> **YOUR OBJECTIVE**
Your task is to copy every record exactly.

> **Lines of data**
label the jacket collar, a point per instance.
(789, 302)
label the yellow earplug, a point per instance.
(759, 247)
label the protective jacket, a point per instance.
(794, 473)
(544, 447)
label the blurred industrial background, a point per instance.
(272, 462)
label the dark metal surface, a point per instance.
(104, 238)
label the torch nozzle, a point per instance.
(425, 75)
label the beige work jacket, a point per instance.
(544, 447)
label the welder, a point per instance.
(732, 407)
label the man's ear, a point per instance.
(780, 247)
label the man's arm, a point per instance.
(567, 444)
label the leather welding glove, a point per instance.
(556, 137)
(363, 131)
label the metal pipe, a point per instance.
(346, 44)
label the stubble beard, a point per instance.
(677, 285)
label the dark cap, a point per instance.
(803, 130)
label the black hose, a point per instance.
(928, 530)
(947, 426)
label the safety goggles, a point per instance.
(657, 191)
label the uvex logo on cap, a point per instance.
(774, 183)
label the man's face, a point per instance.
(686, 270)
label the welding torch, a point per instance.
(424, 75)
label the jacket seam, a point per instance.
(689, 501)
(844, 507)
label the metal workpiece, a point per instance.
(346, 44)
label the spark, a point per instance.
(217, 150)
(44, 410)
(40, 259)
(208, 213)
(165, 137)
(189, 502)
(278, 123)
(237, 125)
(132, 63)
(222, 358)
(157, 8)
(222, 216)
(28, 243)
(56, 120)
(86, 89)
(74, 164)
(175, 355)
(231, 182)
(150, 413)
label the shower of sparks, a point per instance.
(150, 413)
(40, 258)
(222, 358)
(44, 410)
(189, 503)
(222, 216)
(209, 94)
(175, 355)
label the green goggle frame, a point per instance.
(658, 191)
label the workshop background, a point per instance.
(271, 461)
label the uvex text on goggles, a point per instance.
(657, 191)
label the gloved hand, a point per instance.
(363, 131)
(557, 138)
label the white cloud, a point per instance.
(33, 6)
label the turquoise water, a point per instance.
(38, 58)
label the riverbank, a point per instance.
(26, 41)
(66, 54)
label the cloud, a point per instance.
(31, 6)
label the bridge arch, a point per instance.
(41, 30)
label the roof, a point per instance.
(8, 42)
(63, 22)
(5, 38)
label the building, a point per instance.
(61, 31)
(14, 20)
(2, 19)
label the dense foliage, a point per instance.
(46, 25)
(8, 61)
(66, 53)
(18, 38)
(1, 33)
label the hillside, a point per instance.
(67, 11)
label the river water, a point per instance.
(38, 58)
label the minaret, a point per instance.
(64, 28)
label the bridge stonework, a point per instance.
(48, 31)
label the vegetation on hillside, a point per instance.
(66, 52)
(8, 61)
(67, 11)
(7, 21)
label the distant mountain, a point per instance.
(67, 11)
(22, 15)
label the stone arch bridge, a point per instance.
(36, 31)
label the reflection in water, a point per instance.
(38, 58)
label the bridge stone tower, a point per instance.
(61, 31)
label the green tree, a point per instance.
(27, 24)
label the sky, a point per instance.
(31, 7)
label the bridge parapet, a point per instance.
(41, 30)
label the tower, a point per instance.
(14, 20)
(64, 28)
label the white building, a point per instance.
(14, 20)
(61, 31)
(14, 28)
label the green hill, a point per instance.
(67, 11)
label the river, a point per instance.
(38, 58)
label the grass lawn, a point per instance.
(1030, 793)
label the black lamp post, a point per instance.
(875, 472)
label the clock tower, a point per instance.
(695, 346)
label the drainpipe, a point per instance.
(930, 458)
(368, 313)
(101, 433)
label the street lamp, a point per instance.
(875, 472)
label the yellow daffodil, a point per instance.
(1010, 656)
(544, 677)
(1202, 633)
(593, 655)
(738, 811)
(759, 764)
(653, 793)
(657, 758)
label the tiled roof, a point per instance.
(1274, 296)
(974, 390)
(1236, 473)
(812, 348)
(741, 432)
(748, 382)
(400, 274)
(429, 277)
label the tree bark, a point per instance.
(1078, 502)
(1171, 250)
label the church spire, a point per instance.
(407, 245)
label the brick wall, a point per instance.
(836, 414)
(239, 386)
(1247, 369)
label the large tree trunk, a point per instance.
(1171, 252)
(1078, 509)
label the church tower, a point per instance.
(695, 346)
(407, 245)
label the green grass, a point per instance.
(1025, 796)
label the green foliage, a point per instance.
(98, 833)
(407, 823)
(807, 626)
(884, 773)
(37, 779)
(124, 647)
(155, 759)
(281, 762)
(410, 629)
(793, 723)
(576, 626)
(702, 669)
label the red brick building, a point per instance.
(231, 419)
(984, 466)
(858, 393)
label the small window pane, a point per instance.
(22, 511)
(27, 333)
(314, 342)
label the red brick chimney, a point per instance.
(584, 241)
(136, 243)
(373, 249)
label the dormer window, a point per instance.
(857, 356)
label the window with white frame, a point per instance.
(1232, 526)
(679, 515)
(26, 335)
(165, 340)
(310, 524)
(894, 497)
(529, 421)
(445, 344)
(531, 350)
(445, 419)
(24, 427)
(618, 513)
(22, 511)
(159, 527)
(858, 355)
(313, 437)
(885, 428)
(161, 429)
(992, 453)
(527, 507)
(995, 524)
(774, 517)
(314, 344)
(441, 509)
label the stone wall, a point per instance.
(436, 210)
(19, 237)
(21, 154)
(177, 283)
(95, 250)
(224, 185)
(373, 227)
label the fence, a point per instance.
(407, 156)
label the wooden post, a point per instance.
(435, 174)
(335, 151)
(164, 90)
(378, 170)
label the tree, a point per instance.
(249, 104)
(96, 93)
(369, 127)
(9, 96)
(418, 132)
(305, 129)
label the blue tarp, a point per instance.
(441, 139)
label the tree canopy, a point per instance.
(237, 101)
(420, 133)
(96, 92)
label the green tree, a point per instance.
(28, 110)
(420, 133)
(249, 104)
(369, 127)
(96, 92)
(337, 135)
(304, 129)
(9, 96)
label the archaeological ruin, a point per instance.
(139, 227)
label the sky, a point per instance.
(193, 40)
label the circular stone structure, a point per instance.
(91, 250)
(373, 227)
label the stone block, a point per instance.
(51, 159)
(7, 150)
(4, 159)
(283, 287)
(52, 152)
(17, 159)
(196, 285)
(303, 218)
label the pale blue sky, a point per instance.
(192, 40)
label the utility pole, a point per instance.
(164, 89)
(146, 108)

> **CORRECT ANSWER**
label the jacket collar, a point per instance.
(789, 302)
label the yellow earplug, a point per instance.
(759, 247)
label the protective jacket, a point per instance.
(794, 473)
(544, 447)
label the blurred industrial background, a point per instance.
(272, 462)
label the dark metal surface, a point per instance.
(104, 238)
label the torch nozzle, a point per instance.
(425, 75)
label the beige work jacket, a point per instance.
(544, 447)
label the welder, a point per instance.
(732, 407)
label the man's ear, a point per instance.
(780, 247)
label the man's arm, a point per instance.
(567, 444)
label the leather welding glove, a point per instance.
(556, 137)
(363, 131)
label the metal pipe, a point per instance.
(346, 44)
label the stubble beard, a point per instance.
(677, 285)
label the dark cap, a point per instance.
(803, 130)
label the black hose, a point per instance.
(928, 530)
(947, 426)
label the safety goggles, a point per instance.
(657, 191)
label the uvex logo on cap, a point per instance.
(774, 183)
label the man's face, a point per instance.
(686, 270)
label the welding torch, a point per instance.
(424, 75)
label the jacket seam, a point per instance.
(689, 501)
(844, 507)
label the metal workpiece, a point per instance.
(346, 44)
label the spark, a point per instance.
(217, 150)
(44, 410)
(40, 259)
(208, 213)
(165, 137)
(189, 502)
(278, 123)
(237, 125)
(132, 63)
(222, 358)
(157, 8)
(222, 216)
(28, 243)
(56, 120)
(86, 89)
(74, 164)
(175, 355)
(231, 182)
(150, 413)
label the shower of sparks, a point per instance.
(150, 413)
(40, 258)
(222, 358)
(44, 410)
(189, 503)
(222, 216)
(209, 94)
(175, 355)
label the green goggle frame, a point per instance.
(658, 191)
label the workshop background, a point per instance.
(271, 461)
label the uvex text on goggles, a point per instance.
(657, 191)
label the gloved hand, a point per instance.
(363, 131)
(557, 138)
label the white cloud, a point per instance.
(33, 6)
label the turquoise water, a point per instance.
(38, 58)
label the riverbank, a point per instance.
(26, 41)
(66, 54)
label the cloud, a point per instance.
(31, 6)
label the bridge arch, a point per instance.
(41, 30)
label the roof, a point per instance.
(8, 42)
(63, 22)
(5, 38)
label the building, a point per instance.
(61, 31)
(14, 20)
(2, 19)
label the dense foliage, a point per instance.
(46, 25)
(8, 61)
(66, 53)
(18, 38)
(1, 33)
label the hillside, a point per instance.
(67, 11)
label the river water, a point per instance.
(38, 58)
label the minaret, a point per instance.
(64, 28)
label the bridge stonework, a point per instance.
(48, 31)
label the vegetation on hillside, a point per instance.
(66, 52)
(8, 61)
(67, 11)
(7, 21)
label the distant mountain, a point per instance.
(67, 11)
(22, 15)
label the stone arch bridge, a point per instance.
(36, 31)
label the reflection in water, a point per instance.
(38, 58)
label the bridge stone tower, a point per instance.
(61, 31)
label the green tree, a point per instance.
(27, 24)
label the sky, a point per instance.
(31, 7)
label the bridge parapet, a point per instance.
(41, 30)
label the tower, a point per instance.
(14, 20)
(64, 28)
label the white building, a point per instance.
(14, 20)
(61, 31)
(14, 28)
label the green hill, a point per instance.
(67, 11)
label the river, a point per instance.
(38, 58)
label the grass lawn, a point per instance.
(1030, 793)
label the black lamp post, a point per instance.
(875, 472)
label the clock tower, a point per instance.
(695, 346)
label the drainpipe, a point per instance.
(930, 458)
(368, 313)
(101, 433)
label the street lamp, a point per instance.
(875, 472)
label the yellow daffodil, a point per instance.
(1010, 656)
(544, 677)
(1202, 633)
(593, 655)
(738, 811)
(759, 764)
(653, 793)
(657, 758)
label the tiled roof, a point per instance.
(1274, 296)
(974, 390)
(1236, 473)
(812, 348)
(741, 432)
(748, 382)
(400, 274)
(429, 277)
label the tree bark, a point per instance.
(1078, 502)
(1171, 250)
label the church spire, a point per instance.
(407, 245)
label the brick wall, a point per instance.
(836, 414)
(239, 386)
(1247, 369)
label the large tree trunk, a point per instance.
(1171, 252)
(1078, 509)
label the church tower, a point per instance.
(695, 346)
(407, 245)
label the green grass, a point per instance.
(1025, 796)
label the green foliage, a point per instance.
(98, 833)
(407, 823)
(807, 626)
(884, 773)
(37, 779)
(124, 647)
(155, 759)
(281, 762)
(410, 629)
(793, 723)
(576, 626)
(702, 669)
label the red brick building, a point per instance.
(231, 419)
(984, 466)
(858, 393)
label the small window pane, a point per instance.
(22, 511)
(27, 333)
(314, 342)
label the red brick chimney, a point per instance.
(584, 241)
(136, 243)
(373, 249)
label the dormer window, a point per instance.
(857, 356)
label the window with white frame, a point per instance.
(1232, 526)
(679, 515)
(26, 335)
(165, 340)
(310, 524)
(894, 497)
(529, 421)
(445, 344)
(531, 350)
(445, 419)
(24, 427)
(618, 513)
(22, 511)
(159, 527)
(858, 355)
(313, 437)
(885, 428)
(161, 429)
(992, 453)
(527, 507)
(995, 524)
(774, 517)
(314, 344)
(441, 509)
label the stone wall, a point per instance.
(436, 210)
(19, 237)
(21, 154)
(177, 283)
(95, 250)
(224, 185)
(373, 227)
label the fence, a point per instance.
(407, 156)
label the wooden post, a point per instance.
(435, 174)
(335, 151)
(164, 90)
(378, 170)
label the tree, a point per instance.
(249, 104)
(96, 93)
(369, 127)
(9, 96)
(418, 132)
(305, 129)
label the blue tarp, a point per instance.
(441, 139)
label the tree canopy, a point per instance.
(237, 101)
(420, 133)
(96, 92)
label the green tree, a point per instance.
(28, 110)
(420, 133)
(249, 104)
(369, 127)
(96, 92)
(337, 135)
(304, 129)
(9, 96)
label the archaeological ruin, a point per instance.
(139, 227)
label the sky, a point per instance.
(193, 40)
label the circular stone structure, a point per instance.
(91, 250)
(373, 227)
label the stone block, a point per instance.
(51, 159)
(7, 150)
(4, 159)
(283, 287)
(52, 152)
(17, 159)
(196, 285)
(303, 218)
label the pale blue sky, a point per instance.
(192, 40)
label the utility pole, a point per instance.
(164, 89)
(146, 108)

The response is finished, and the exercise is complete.